*GOAL:* Pick out every line below that contains the word "stage" and copy each one. Case counts.

[Detection annotation records]
......
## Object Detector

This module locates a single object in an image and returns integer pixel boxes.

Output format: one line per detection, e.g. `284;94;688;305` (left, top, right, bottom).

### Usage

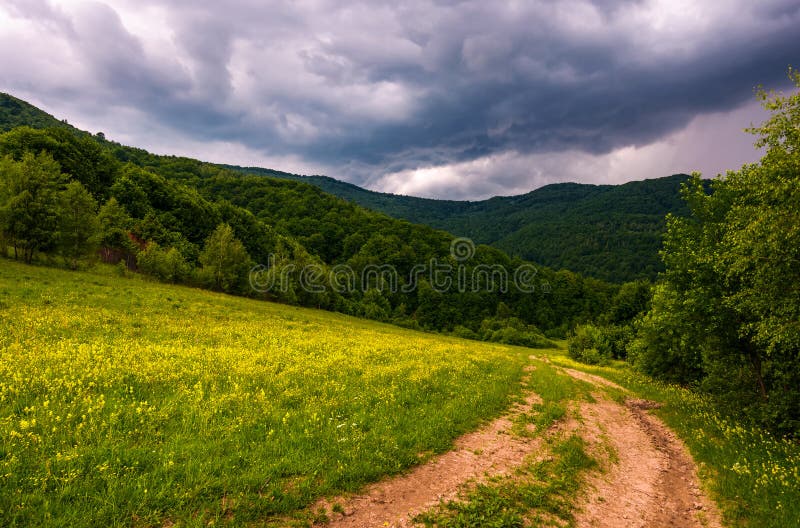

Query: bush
567;324;607;365
136;242;191;283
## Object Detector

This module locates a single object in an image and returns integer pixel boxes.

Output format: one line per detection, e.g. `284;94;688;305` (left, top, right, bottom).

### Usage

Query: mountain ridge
224;165;689;282
0;94;688;283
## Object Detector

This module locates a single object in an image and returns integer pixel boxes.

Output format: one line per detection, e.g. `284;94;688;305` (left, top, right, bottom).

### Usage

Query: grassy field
0;260;528;526
0;260;800;527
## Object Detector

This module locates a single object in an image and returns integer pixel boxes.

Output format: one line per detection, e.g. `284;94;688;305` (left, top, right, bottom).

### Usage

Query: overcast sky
0;0;800;199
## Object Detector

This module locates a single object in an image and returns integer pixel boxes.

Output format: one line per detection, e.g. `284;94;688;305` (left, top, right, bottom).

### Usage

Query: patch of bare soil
565;369;721;528
316;394;542;528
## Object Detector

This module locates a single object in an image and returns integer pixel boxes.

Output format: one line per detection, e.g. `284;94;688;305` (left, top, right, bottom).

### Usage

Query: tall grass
0;260;527;527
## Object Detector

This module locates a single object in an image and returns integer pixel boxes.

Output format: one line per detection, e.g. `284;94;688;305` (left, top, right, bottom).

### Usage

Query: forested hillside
225;167;689;282
0;92;617;345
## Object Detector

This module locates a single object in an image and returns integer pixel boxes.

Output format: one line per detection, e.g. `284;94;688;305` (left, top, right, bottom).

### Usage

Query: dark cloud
3;0;800;198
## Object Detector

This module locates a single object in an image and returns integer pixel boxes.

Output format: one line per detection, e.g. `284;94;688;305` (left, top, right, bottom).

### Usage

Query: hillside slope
0;260;529;526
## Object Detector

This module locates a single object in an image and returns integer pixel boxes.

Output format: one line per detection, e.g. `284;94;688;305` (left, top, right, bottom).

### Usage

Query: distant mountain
228;166;689;282
0;93;688;282
0;92;79;132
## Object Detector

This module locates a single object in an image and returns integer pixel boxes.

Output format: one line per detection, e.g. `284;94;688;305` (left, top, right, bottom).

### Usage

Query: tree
59;181;99;269
97;197;136;267
0;152;64;263
200;224;252;293
136;242;191;283
631;70;800;433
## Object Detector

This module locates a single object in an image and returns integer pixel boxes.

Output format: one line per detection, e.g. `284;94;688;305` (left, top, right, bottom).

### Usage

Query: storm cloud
0;0;800;198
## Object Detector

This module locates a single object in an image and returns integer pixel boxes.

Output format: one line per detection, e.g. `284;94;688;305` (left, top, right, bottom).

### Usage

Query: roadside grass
546;350;800;528
0;260;532;527
414;361;599;528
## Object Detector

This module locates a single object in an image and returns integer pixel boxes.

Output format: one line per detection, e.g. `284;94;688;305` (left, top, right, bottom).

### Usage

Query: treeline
570;71;800;436
0;121;618;345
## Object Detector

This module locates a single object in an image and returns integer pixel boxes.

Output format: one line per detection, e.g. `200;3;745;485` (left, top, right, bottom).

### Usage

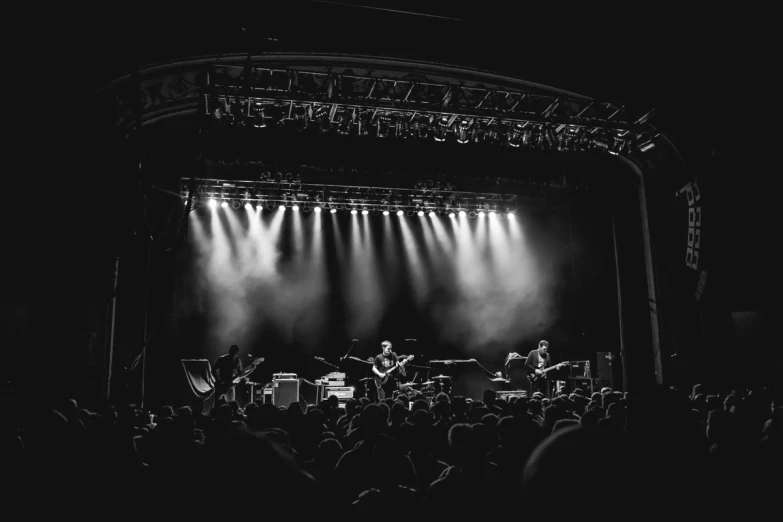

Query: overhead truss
180;174;517;215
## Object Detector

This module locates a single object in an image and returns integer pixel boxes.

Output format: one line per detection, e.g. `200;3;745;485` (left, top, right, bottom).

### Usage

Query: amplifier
253;386;272;404
272;379;299;408
324;386;354;401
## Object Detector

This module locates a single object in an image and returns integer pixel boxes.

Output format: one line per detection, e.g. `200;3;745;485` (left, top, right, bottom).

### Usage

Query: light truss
202;65;655;154
180;178;517;215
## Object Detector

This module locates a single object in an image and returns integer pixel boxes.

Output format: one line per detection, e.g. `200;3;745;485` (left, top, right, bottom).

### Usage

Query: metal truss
202;65;656;154
180;175;517;215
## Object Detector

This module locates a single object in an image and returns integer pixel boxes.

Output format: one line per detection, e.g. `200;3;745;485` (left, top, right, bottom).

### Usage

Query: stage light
457;120;470;143
639;140;655;152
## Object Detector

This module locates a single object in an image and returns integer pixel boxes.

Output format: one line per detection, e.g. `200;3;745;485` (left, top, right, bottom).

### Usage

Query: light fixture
639;140;655;152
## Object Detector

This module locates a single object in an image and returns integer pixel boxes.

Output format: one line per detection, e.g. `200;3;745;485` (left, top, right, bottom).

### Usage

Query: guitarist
212;344;242;403
525;340;552;397
372;341;398;402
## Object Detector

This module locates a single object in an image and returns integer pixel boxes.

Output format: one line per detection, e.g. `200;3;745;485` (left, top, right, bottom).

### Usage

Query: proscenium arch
98;53;679;392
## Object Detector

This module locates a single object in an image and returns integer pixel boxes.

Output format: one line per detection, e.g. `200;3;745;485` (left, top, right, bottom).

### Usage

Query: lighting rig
180;178;517;217
202;65;657;154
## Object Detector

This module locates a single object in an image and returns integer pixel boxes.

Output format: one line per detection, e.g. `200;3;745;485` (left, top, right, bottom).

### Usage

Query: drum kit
400;375;451;399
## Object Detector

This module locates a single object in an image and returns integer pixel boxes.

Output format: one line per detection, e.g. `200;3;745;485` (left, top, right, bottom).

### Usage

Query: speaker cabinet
272;379;299;408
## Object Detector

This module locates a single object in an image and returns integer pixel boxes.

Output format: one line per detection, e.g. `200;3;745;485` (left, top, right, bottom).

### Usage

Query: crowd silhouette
2;385;781;520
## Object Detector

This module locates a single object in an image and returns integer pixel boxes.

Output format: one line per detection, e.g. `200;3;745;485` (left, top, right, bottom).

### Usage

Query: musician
525;340;552;397
372;341;398;402
212;344;243;402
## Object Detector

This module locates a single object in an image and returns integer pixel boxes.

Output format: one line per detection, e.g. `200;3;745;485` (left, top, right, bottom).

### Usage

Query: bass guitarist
372;341;399;402
525;340;551;397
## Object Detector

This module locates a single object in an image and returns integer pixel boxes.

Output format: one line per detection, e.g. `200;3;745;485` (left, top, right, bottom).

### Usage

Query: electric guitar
375;355;414;387
215;357;264;397
527;361;570;382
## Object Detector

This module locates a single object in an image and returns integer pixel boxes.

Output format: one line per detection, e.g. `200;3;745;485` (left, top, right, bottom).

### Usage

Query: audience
0;378;781;518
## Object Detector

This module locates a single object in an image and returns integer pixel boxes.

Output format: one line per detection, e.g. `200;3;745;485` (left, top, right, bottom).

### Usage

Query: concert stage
93;55;700;402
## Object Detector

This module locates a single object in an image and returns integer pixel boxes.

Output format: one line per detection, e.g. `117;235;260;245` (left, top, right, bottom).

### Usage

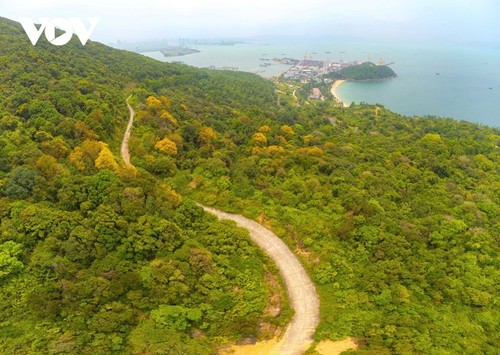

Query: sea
142;38;500;127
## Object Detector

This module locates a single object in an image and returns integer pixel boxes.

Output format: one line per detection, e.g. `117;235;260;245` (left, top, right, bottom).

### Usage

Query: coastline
......
*RESPONSE FOR THIS EXERCISE:*
Query: stage light
Query: concert stage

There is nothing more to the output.